De 1993-2016 : rajeunissement et avènement de grands groupes français.
L’option zéro avait gagné les esprits : après des décennies de déclin, la disparition du pavillon français paraissait programmée. La profession a su faire front et s’adresser aux pouvoirs publics pour remettre sa compétitivité aux standards européens Une série de mesures furent adoptées: Exonération partielle des charges sociales patronales, régime fiscal des quirats d’incitation à l’investissement en 1996, remplacé en 1998 par le GIE fiscal, création du régime de la taxe au tonnage, qui est un impôt sur les sociétés calculé de façon forfaitaire selon le standard mondial. En 2004, le second registre RIF, permettant l’immatriculation de certains navires aux conditions de la concurrence consolida l’édifice.
Le choc psychologique fut rapide et permit dès 1995 le retour à la stabilisation de la flotte au faible rang de 28 è mondial. Les armateurs français procédèrent au rajeunissement de leur flotte devenue en quelques années une des plus jeunes au monde (8 ans de moyenne d’age), mais ils choisirent dans l’ensemble de se développer sous d’autres pavillons. Les plus belles réussites furent celles d’armements familiaux qui répondent bien aux exigences du transport maritime : décision rapide, capacité de prise de risque dans une perspective de long terme. LDA en est l’exemple le plus ancien. Dans ce contexte, signalons l’avènement durable de deux leaders mondiaux : CMA CGM, 3 è armateur de porte-conteneurs et BOURBON 1er mondial dans l’offshore maritime.
La catastrophe de l’ERIKA en 1999 favorisa une meilleure compréhension des enjeux maritimes par les responsables et l’opinion, ainsi que l’émergence de l’Europe maritime. Bruxelles en retrait dans notre domaine depuis de longues années fit adopter plusieurs paquets de mesures visant au renforcement de la sécurité qui ont inspiré l’OMI. L’adhésion à l’Union européenne de Chypre et Malte, grands pays maritimes, ont placé l’Europe au rang de 1 ère puissance maritime mondiale.
De 2012 à 2014, les conventions collectives furent modernisées puis émergèrent de nouveaux thèmes d’action : développement de la formation continue, lutte contre la piraterie et le terrorisme, protection de l’environnement. Des mesures de soutien furent adoptées en 2013 pour répondre à une baisse du nombre de navires en dessous de 200 unités sous pavillon français.
Sur cette période la flotte française se diversifia : croisière, navires de service : sismique marine, câble, éolien, accompagnant ainsi le développement des activités en mer. Néanmoins, la baisse du prix du baril en 2015 amena une crise durable du secteur des services, l’abandon de la flotte sismique et une crise profonde de l’offshore pétrolier.

### CONSIGNE
Reprenez, s'il vous plaît, le texte sur l'histoire du pavillon français à la suite de sa dernière phrase, qui finit par « une crise profonde de l’offshore pétrolier ».

### DONNÉES FOURNIES
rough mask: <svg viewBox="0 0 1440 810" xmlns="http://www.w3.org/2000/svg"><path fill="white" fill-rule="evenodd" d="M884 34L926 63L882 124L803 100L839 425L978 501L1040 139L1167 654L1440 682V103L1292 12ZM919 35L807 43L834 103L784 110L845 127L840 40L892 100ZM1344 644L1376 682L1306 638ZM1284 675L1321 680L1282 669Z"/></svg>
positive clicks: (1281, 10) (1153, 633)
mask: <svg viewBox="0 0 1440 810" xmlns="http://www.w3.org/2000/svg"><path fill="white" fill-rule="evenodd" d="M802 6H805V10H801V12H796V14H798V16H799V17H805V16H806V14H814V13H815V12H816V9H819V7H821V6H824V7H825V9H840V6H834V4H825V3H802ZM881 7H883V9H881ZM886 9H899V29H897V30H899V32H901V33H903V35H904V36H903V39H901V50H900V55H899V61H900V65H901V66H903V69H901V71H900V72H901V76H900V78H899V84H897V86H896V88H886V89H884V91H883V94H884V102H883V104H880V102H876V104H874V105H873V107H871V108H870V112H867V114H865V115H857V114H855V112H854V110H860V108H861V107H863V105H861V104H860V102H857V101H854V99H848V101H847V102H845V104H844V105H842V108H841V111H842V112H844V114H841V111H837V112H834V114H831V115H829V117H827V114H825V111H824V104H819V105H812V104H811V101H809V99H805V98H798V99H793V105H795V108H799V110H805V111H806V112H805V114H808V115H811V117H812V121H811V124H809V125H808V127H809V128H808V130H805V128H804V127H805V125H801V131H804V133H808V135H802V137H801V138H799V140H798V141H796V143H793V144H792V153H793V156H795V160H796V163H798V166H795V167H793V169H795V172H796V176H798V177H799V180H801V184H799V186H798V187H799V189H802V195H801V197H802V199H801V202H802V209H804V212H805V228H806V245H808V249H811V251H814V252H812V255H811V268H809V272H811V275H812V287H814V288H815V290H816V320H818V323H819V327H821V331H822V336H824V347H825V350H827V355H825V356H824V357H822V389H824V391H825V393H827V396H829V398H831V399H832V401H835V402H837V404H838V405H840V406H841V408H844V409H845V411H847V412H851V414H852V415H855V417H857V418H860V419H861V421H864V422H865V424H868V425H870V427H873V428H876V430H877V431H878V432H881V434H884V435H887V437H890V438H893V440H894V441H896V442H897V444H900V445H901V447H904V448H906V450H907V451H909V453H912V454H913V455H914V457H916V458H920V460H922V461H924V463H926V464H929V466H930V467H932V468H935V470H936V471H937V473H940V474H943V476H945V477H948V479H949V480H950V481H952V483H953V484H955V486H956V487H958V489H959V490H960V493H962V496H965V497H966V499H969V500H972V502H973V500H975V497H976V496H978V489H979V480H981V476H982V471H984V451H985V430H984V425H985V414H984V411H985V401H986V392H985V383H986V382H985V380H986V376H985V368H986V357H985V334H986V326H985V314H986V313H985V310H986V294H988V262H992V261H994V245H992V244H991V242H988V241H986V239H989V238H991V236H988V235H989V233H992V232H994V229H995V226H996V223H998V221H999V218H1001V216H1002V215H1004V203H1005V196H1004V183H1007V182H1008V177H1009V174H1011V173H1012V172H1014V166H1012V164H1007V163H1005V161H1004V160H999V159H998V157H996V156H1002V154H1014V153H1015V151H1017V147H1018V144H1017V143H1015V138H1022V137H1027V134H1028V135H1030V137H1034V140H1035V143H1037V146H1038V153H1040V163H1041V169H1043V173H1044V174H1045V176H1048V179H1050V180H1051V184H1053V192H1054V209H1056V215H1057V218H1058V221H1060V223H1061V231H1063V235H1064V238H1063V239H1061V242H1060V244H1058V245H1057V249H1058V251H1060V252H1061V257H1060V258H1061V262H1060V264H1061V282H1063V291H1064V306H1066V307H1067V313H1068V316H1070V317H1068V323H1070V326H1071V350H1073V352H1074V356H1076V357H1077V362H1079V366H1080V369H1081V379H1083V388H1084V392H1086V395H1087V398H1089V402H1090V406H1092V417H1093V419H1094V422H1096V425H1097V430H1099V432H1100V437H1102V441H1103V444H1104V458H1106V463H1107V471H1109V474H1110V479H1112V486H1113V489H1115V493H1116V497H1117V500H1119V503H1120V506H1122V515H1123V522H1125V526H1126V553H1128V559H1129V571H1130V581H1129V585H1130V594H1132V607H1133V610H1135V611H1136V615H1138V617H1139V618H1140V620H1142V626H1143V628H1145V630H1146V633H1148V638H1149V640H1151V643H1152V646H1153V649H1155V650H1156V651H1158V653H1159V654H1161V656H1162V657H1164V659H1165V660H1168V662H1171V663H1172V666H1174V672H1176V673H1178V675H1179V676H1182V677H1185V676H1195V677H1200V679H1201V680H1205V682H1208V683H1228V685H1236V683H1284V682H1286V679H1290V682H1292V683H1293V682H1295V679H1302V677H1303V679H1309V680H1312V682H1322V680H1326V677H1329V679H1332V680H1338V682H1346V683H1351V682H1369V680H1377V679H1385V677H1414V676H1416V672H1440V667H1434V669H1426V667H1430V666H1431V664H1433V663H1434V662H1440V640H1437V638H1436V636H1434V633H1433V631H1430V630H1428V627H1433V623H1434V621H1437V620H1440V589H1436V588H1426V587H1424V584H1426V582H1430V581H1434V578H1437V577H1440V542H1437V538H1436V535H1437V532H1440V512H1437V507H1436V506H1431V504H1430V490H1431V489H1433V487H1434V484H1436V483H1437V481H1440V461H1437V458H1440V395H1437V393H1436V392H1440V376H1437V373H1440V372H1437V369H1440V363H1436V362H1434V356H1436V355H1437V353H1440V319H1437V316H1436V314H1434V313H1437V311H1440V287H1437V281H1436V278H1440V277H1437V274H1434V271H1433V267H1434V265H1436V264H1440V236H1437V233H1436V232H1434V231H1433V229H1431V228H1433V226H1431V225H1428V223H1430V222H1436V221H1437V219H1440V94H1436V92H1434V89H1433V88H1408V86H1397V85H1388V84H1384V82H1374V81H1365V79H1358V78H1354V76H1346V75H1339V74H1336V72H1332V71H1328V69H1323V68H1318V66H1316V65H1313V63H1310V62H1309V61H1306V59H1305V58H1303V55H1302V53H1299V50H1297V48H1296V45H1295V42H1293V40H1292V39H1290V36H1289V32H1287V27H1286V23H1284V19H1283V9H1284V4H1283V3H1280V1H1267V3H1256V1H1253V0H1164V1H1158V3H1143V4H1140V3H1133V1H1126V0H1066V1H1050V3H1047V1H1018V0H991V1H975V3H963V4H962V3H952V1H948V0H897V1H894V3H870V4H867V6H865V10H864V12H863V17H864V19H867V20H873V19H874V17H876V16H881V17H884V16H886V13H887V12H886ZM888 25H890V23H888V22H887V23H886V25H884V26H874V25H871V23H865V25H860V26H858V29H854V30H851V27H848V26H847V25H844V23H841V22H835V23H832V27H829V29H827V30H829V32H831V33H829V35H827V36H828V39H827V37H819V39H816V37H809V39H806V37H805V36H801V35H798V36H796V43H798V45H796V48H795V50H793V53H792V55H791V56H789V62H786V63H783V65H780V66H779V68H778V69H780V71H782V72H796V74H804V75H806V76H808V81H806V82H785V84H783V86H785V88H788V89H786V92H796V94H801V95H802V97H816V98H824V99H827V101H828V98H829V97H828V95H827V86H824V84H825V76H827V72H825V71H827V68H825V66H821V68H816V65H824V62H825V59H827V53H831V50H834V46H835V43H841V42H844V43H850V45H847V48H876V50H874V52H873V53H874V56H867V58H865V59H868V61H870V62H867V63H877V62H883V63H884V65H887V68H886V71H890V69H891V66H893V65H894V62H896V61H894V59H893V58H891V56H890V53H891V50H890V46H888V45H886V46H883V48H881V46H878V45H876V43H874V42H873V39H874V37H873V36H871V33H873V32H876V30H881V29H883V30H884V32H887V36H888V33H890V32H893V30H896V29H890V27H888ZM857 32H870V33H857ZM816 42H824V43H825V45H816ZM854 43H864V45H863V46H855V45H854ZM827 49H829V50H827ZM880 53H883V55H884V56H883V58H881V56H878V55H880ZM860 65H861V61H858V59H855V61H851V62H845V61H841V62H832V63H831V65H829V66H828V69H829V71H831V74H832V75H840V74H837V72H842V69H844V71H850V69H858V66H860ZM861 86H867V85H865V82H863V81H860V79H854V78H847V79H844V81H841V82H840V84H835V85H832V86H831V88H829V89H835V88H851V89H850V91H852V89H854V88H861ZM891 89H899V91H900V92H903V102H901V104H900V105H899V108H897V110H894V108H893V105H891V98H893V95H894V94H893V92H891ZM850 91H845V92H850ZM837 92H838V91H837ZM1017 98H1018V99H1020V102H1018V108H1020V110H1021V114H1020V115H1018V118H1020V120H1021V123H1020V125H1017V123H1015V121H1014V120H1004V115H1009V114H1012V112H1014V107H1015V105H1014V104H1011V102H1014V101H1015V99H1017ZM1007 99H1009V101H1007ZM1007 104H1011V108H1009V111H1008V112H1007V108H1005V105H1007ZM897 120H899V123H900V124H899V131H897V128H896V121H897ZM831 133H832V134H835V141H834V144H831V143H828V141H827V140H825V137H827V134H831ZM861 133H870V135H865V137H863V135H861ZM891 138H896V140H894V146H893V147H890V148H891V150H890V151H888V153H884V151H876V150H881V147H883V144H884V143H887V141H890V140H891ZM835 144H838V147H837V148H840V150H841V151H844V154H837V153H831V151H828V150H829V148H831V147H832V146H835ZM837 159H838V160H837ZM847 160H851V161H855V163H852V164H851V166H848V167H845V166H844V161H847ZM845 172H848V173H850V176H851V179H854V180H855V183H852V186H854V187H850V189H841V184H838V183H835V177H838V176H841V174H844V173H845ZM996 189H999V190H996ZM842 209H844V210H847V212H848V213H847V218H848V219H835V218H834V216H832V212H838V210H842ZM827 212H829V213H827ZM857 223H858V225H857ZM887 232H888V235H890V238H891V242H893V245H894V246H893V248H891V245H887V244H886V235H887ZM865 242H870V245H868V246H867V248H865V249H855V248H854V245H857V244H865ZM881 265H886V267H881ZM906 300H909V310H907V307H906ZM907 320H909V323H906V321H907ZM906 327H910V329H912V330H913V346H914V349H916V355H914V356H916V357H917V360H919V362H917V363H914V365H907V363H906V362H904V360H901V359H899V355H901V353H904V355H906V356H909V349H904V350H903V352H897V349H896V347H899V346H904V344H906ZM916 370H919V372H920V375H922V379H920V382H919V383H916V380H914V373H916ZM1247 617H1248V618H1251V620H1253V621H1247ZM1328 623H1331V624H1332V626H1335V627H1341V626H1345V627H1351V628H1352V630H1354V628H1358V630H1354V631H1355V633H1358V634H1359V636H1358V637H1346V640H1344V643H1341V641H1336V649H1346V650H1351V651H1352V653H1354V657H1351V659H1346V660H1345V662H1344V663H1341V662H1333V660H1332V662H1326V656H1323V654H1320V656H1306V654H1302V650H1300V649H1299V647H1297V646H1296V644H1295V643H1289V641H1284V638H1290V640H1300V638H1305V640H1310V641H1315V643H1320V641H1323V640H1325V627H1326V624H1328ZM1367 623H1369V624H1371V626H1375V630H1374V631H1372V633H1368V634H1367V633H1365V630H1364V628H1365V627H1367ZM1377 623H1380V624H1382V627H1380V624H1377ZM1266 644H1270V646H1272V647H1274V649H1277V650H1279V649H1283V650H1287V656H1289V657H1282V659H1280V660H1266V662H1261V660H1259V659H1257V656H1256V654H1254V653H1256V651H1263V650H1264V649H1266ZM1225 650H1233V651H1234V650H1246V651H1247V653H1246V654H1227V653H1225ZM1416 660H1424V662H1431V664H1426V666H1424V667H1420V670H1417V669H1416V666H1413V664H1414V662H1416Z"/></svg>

### RÉPONSE ATTENDUE
ELEMENTS DE PROSPECTIVE
Evolution du PIB mondial et commerce maritime
De 1990 à 2015, les échanges internationaux ont connu une croissance deux fois et demi supérieure à celle du PIB mondial. Un effet multiplicateur qui a essentiellement bénéficié au transport maritime qui assure 80% du commerce mondial. Il a disparu à partir de 2011 et s’est inversé en 2015, le ratio hausse du Commerce international/PIB passant à 0,8. Cette évolution brutale résulte des phénomènes suivants : effet induit de la crise financière de 2008 sur la croissance mondiale, chute du taux de croissance chinois qui est passé de 10% en moyenne annuelle sur 10 ans à des taux de l’ordre de 7%. Cette baisse a été amplifiée par la réorientation d’une économie centrée sur l’export, très bénéfique pour le transport maritime, vers la satisfaction des besoins domestiques.
Cette inversion de tendance globale est-elle durable ? De nombreux économistes prévoient une stagnation de long terme « à la japonaise » sur fond de vieillissement de la population, d’endettement public pesant sur la croissance, et d’absence de vrais relais de croissance de long terme. Du côté chinois, le recentrage vers le marché intérieur s’inscrit sans doute dans la durée compte tenu des besoins.
L’ensemble de ces facteurs laisse présager un ralentissement durable de la croissance du commerce international. Celui-ci est par ailleurs menacé par les contestations croissantes de la mondialisation de l’économie, jugée source de délocalisation d’activités et de destruction d’emplois. Ces éléments joints aux contraintes environnementales (climat, pétrole) pourraient conduire à terme à rapprochement des lieux de production et de consommation et à une réduction de la part du transport maritime de longue distance.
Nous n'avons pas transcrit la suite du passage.